TEXT FOR ANALYSIS |
________________________

So he wasn't surprised Friday when he got the news that Ronnie Thompson had been hired again by Port Arthur -- this time to be head football coach and athletic director for Memorial High.

"I got a little wind of it last week," Dodge said from Chicago, where he was speaking at a football clinic. He explained he and Thompson regularly visit via phone.

"I just think it's tremendous. I think it's great for the town of Port Arthur. I just think it's great for Ronnie. If anybody had a love for that town, it's Ronnie. It reminds me of 25 years ago when he coached all of us. He loves the town of Port Arthur."

Dodge, national coach of the year in 2004, was just one of two Parade All-American quarterbacks Thompson coached at Thomas Jefferson from 1978 to 1981.

Both went on to play major college football -- Dodge at the University of Texas and Craig Stump at Texas A&M -- and become high school head coaches who share in Thompson's love for wide-open offensive attacks.

Both hailed Thompson's return to coach in Port Arthur as a great bit of news for their old stomping ground.

Dodge thinks Port Arthur can recapture the excitement it had in 1980 and 1981, when the Yellow Jackets went 24-1-1.

"There's no doubt," he said. "I think the talent level at Port Arthur Memorial is greater than it was at TJ back when he took the job with all of us. I think he's still one of the great offensive minds and organizers of a program in the state of Texas."

It's easy for Dodge to get excited for Thompson. He says he wouldn't be a coach today if not for the influence of his former coach. Thompson was an assistant at UT when Dodge was there and the two have remained close, both coaching in the Dallas-Fort Worth Metroplex most of the past two decades.

Stump finished up at A&M and went into college coaching for 15 years. His father, Ron Stump, was his coaching inspiration.

"I'm happy for him," Craig Stump said of Thompson. "I think he's a good coach and I think he's going to do a good job there. I know the kids that want to play for their school are going to want to play for him and the kids that are in it for themselves won't be around too long.

"I think kids that want to play will respond to the way that he's coaching. They should be glad to have him."

As much as for his innovative offense, Stump remembers Thompson for stressing discipline and teamwork, two values he credits for much of his team's success last fall as Stump led his first-year West Brook team to a six-game turnaround (from 2-8 to 8-2) and the third round of the playoffs.

"The team comes first," he says. "That's why all our guys have "TEAM" on their shirt. No one person's bigger than the team. All you've got to do is watch the Super Bowl. What did the Steelers say? 'We're a team.' "

Dodge, Stump and Thompson all have featured wide-open, four- and five-wide receiver "spread" offenses as head coaches, a natural extension of Thompson's approach back in his TJ days.

________________________

ACTIVITY 1 |
Print everything in the article on Ronnie Thompson from "Both hailed Thompson's" down to "his coaching inspiration.".
ACTIVITY 2 |
Summarize the article on Ronnie Thompson in two sentences.
ACTIVITY 3 |
According to the article on Ronnie Thompson, what was the Yellow Jackets' record in 1980 and 1981?

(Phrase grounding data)
________________________

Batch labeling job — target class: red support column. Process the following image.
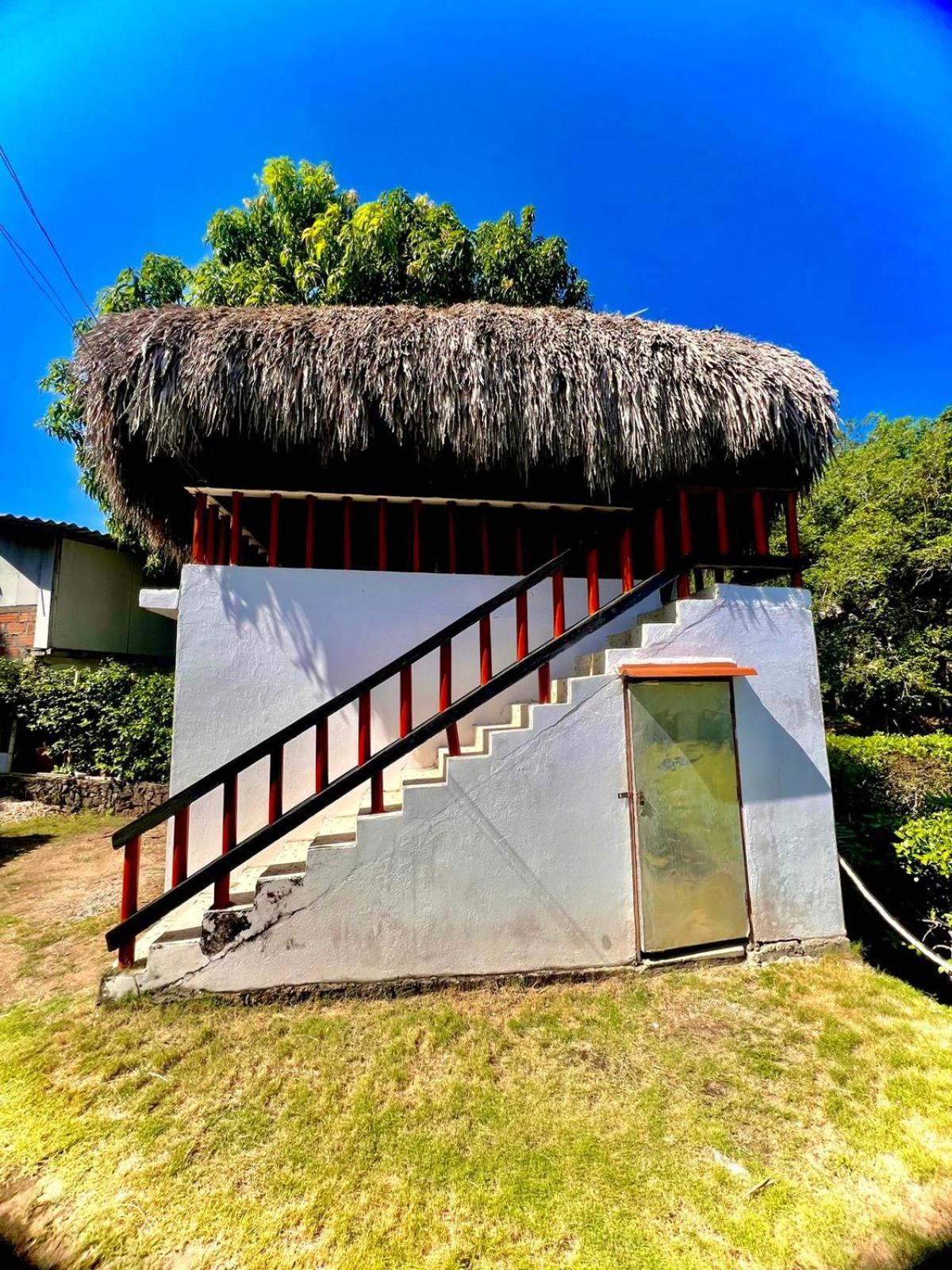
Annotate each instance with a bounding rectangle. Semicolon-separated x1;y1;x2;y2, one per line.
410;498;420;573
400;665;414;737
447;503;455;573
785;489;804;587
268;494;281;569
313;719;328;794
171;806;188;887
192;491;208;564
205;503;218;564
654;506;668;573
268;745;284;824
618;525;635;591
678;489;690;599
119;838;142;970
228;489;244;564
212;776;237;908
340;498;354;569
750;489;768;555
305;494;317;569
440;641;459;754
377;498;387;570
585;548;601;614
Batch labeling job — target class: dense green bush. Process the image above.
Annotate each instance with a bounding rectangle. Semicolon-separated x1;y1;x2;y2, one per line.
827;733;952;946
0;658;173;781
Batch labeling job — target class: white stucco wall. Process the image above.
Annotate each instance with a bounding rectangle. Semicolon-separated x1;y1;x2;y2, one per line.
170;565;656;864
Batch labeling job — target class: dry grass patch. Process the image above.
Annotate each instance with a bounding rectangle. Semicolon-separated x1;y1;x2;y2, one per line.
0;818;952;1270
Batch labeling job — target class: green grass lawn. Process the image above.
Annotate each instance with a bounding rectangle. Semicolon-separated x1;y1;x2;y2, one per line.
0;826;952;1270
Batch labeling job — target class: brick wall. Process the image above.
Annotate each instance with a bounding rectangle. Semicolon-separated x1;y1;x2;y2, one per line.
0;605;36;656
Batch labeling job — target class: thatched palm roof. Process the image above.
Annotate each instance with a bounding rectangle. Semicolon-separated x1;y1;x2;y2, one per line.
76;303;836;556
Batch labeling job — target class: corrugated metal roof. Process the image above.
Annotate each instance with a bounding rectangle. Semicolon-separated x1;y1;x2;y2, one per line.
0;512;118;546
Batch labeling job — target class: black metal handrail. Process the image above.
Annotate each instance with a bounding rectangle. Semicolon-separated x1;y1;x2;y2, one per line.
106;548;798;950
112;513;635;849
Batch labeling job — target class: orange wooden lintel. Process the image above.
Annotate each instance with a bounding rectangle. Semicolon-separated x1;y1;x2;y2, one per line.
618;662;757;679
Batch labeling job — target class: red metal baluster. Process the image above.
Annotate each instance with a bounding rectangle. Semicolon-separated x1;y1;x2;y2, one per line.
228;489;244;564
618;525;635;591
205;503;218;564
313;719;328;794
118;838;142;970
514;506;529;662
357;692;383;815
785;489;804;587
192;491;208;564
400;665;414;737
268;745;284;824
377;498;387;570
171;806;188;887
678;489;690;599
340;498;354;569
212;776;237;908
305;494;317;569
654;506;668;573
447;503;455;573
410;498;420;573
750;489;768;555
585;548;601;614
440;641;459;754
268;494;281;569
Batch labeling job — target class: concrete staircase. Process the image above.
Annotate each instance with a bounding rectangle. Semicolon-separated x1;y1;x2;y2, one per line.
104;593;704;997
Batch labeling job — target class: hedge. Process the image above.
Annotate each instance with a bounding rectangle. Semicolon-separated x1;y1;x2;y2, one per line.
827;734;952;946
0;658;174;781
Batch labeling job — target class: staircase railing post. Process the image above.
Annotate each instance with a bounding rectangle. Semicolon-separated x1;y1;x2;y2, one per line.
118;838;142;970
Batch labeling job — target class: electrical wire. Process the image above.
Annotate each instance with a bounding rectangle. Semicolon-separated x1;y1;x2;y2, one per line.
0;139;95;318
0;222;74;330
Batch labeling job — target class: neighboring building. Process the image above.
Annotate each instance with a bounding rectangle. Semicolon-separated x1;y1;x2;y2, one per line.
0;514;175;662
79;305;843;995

________________________

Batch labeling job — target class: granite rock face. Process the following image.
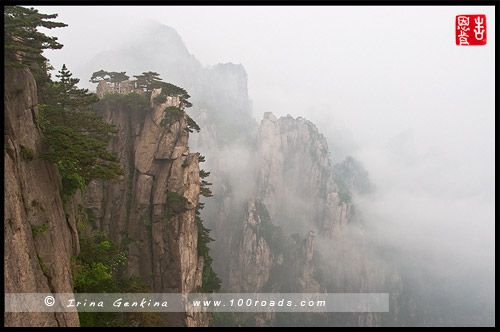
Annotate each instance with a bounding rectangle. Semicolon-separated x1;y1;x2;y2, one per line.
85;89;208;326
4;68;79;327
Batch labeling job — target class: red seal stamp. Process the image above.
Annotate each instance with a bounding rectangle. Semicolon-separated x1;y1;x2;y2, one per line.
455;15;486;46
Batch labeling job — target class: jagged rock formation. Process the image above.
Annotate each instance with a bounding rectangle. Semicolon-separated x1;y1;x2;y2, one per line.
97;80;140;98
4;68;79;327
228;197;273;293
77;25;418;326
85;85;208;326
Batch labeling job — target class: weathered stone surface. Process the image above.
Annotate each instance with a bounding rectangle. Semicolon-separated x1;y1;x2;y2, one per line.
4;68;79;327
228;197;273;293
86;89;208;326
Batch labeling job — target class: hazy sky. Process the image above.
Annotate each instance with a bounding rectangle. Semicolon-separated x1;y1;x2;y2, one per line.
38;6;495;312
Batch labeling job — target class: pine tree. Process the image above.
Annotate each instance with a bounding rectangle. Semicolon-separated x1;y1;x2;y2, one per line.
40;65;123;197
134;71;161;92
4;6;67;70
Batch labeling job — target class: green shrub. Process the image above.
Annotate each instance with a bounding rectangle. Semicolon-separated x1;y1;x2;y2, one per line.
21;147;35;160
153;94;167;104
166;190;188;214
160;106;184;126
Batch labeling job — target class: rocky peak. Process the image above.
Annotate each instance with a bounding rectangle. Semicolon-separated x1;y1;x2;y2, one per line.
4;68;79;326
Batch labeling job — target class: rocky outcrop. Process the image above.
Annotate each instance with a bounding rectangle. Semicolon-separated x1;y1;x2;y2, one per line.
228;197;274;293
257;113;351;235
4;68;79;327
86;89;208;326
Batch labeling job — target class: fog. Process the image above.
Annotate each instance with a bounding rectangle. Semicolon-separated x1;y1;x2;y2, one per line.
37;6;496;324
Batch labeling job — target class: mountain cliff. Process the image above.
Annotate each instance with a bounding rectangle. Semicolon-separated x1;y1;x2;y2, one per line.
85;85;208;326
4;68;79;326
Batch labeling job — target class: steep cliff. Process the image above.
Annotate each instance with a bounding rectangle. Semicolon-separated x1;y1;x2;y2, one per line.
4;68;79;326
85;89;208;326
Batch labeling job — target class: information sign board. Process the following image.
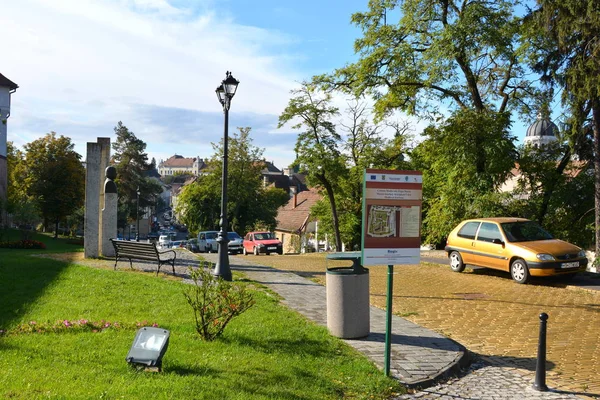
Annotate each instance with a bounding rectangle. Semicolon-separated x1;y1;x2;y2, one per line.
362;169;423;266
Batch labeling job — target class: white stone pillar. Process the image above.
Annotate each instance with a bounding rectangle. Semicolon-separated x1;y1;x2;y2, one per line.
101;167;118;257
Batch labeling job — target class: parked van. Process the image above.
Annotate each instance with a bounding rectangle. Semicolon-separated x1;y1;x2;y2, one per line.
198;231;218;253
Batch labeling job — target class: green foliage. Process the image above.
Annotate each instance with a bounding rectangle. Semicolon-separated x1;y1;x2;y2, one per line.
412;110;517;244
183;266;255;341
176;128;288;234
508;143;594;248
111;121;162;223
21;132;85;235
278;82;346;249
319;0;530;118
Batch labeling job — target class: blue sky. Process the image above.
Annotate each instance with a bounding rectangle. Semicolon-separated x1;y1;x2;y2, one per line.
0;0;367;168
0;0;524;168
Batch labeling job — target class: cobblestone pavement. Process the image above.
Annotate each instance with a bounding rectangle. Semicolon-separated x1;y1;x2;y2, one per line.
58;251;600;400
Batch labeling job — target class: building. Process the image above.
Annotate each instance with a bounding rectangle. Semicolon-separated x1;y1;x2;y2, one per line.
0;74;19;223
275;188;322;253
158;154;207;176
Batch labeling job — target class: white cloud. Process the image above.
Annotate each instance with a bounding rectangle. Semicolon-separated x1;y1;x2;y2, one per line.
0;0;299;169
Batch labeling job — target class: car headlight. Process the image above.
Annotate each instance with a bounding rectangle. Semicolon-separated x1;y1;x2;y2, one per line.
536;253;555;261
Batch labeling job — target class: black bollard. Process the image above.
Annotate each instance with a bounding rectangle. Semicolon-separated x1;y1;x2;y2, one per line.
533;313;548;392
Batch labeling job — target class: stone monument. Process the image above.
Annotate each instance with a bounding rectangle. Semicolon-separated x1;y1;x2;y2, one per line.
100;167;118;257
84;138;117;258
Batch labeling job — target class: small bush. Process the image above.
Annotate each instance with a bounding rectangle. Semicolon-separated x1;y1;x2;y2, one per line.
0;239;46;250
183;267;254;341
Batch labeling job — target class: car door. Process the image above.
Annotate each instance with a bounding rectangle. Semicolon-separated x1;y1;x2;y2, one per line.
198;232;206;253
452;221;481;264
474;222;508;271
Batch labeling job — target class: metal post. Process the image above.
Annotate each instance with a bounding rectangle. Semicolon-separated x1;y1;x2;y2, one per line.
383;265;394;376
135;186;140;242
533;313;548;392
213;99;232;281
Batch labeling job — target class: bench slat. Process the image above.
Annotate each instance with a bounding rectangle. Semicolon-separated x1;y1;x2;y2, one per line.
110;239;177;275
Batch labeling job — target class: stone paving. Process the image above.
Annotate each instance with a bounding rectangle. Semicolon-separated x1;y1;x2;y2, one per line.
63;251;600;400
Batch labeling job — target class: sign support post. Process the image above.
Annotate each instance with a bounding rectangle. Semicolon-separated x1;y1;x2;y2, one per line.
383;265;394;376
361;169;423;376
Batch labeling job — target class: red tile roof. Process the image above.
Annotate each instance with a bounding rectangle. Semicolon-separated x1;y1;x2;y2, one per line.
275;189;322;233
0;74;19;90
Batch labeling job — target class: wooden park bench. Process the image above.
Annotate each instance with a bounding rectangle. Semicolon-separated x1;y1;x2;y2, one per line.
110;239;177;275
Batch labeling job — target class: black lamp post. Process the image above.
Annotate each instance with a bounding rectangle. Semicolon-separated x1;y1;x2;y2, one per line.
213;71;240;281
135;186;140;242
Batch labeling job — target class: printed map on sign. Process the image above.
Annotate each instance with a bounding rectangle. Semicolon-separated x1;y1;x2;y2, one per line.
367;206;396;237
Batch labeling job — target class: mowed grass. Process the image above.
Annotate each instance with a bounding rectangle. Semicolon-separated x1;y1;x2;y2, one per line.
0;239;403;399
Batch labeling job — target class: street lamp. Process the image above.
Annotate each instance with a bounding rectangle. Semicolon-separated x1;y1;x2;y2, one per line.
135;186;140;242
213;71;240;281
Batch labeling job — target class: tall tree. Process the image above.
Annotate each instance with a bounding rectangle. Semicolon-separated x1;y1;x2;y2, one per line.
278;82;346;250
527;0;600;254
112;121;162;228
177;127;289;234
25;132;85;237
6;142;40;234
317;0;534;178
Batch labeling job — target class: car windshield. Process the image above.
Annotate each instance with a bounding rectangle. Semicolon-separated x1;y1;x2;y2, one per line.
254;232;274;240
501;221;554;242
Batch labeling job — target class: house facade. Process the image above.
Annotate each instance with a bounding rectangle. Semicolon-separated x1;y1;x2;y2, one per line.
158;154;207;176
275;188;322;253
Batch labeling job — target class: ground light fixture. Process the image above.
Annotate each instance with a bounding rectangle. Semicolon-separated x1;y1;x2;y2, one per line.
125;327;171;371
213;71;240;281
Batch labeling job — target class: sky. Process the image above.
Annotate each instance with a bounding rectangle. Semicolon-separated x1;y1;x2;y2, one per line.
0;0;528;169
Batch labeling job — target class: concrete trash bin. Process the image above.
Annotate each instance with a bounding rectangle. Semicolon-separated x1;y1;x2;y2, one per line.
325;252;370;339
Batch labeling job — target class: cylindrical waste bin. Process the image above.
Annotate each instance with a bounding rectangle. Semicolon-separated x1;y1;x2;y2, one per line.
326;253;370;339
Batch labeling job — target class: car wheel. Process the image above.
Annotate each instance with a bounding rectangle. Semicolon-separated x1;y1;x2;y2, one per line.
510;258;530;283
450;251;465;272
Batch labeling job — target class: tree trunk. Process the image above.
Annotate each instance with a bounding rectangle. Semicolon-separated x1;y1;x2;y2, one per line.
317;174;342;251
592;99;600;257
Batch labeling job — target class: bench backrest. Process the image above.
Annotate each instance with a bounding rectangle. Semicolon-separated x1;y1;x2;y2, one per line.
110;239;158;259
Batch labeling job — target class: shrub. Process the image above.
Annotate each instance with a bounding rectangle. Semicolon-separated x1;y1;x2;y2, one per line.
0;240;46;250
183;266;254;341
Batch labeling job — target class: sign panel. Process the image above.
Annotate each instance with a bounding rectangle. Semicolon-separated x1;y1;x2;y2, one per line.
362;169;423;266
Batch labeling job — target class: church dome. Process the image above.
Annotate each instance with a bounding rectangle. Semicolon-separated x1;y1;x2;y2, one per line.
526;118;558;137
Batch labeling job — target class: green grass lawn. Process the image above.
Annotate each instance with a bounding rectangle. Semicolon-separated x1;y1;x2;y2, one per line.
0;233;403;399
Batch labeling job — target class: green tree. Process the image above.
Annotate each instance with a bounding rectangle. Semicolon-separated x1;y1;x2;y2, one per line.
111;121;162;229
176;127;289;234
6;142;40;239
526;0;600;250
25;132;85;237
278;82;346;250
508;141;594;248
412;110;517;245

________________________

YOUR RESPONSE 1 |
Both hailed Thompson's return to coach in Port Arthur as a great bit of news for their old stomping ground.

Dodge thinks Port Arthur can recapture the excitement it had in 1980 and 1981, when the Yellow Jackets went 24-1-1.

"There's no doubt," he said. "I think the talent level at Port Arthur Memorial is greater than it was at TJ back when he took the job with all of us. I think he's still one of the great offensive minds and organizers of a program in the state of Texas."

It's easy for Dodge to get excited for Thompson. He says he wouldn't be a coach today if not for the influence of his former coach. Thompson was an assistant at UT when Dodge was there and the two have remained close, both coaching in the Dallas-Fort Worth Metroplex most of the past two decades.

Stump finished up at A&M and went into college coaching for 15 years. His father, Ron Stump, was his coaching inspiration.

YOUR RESPONSE 2 |
Ronnie Thompson has been hired as head football coach and athletic director for Memorial High in Port Arthur, and two Parade All-American quarterbacks he coached at Thomas Jefferson from 1978 to 1981, Dodge and Craig Stump, hailed his return. Both went on to play major college football and become high school head coaches who, like Thompson, feature wide-open "spread" offenses.

YOUR RESPONSE 3 |
The Yellow Jackets went 24-1-1.